_Extract to read_
· · ·

Many famous architects contributed to the Palacio Real, such as Filippo Juvarra, Giovanni Battista Sacchetti, Ventura Rodríguez, Francesco Sabatini and Martín Sarmiento. Charles III was the first King to occupy the palace, but nowadays the palace is primarily a tourist attraction.
The structure itself is enormous and an awe-inspiring sight (both inside and out). It measures 135,00 square metres and is separated into 3,418 rooms. That’s almost double the size of England’s Buckingham Palace or France’s Versailles. Ionic columns frame the exterior and many statues are located in and around the roof and facade area of the palace. When the facade had a small facelift in 1973, several statues were moved around and a royal coat of arms and angels were added around the famous clock designed by Sabatini.
The palace is surrounded by several park and garden areas including the Sabatini Gardens, a regal park lined with mazes of bushes and perfectly manicured pine trees. Flanking the other side of the palace is the Almudena Cathedral. In the distance, you can also spot Casa de Campo, one of Madrid’s largest green spaces.
Visiting the inside will cost you 10 euros, but there are certain days and hours which you can enter for free. Art-lovers can enjoy pieces by Tiepolo, Flandes, Giaquinto, Mengs Goya, Caravaggio Velázquez and others. Besides paintings, you can also check out large collections of porcelain, watches, antique furniture and silver. You can even see the world’s only complete collection of a Stradivarius string quintet. Besides the abundance of salons and bedrooms, there’s also a royal library, a grand staircase, an armory and even a royal pharmacy.
Now a staple of the tourist trade in Madrid, the last time the palace was used for a royal purpose was in 2004, when Prince (who is now king) Felipe and Letizia Ortiz were married in the central courtyard.

· · ·

_Work item A_
In one to three sentences, explain how the passage on the Palacio Real supports its claim that the structure is enormous.
_Work item B_
Extract a section of the passage on the Palacio Real word for word, beginning at the words "Visiting the inside" and stopping after "a royal pharmacy.".
You will not need the rows that come after the passage on the Palacio Real.

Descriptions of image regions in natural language
· · ·

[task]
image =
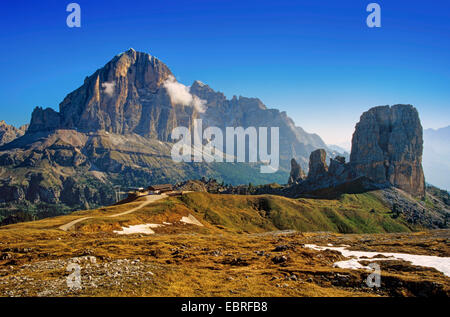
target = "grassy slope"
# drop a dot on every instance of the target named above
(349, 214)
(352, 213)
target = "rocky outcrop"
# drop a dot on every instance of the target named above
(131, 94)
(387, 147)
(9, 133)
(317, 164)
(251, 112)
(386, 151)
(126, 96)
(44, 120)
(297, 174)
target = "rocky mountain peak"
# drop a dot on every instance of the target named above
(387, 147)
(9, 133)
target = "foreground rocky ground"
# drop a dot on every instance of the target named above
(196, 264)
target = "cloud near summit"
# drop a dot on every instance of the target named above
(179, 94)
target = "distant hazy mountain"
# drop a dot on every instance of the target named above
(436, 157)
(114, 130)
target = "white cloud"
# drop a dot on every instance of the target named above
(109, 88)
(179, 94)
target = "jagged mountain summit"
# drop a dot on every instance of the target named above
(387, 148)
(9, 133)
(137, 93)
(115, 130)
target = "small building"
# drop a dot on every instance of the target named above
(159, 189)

· · ·

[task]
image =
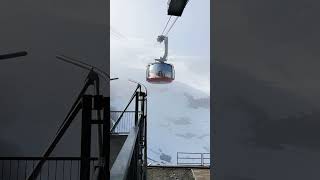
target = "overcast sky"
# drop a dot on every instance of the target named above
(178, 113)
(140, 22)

· · ·

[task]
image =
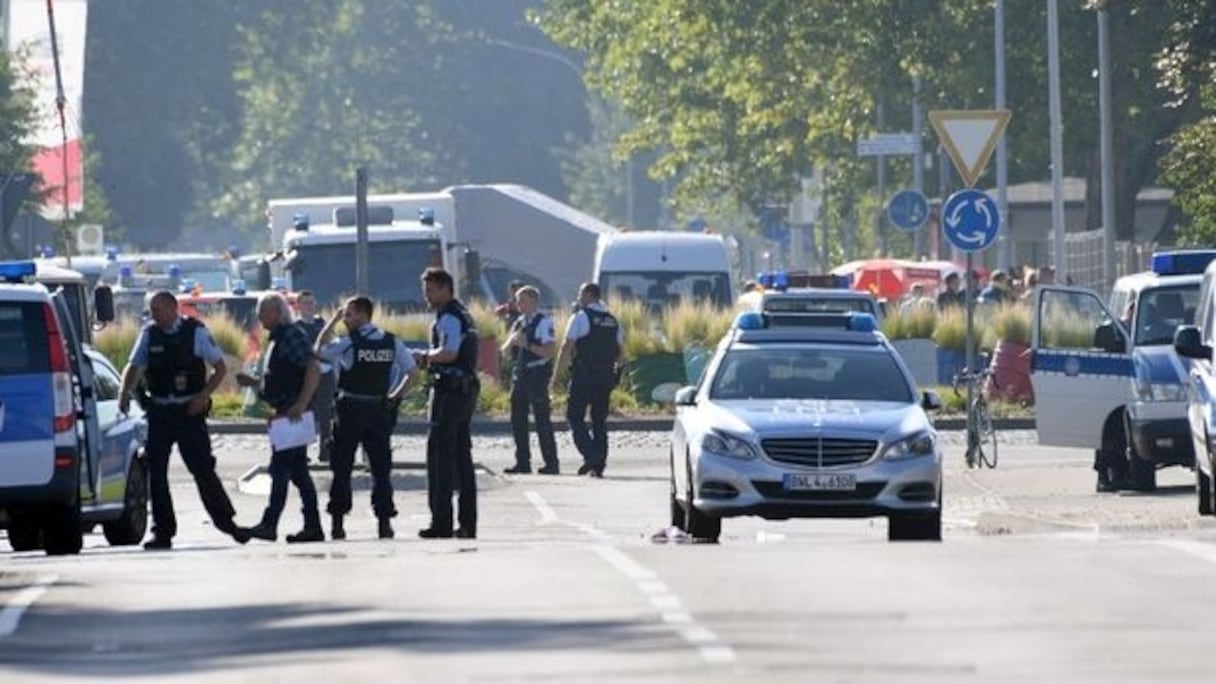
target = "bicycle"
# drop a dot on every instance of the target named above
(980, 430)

· · ·

_Your response A_
The passage backs up the claim by noting that the palace is divided into 3,418 rooms. It adds that this makes it almost double the size of England's Buckingham Palace or France's Versailles.

_Your response B_
Visiting the inside will cost you 10 euros, but there are certain days and hours which you can enter for free. Art-lovers can enjoy pieces by Tiepolo, Flandes, Giaquinto, Mengs Goya, Caravaggio Velázquez and others. Besides paintings, you can also check out large collections of porcelain, watches, antique furniture and silver. You can even see the world’s only complete collection of a Stradivarius string quintet. Besides the abundance of salons and bedrooms, there’s also a royal library, a grand staircase, an armory and even a royal pharmacy.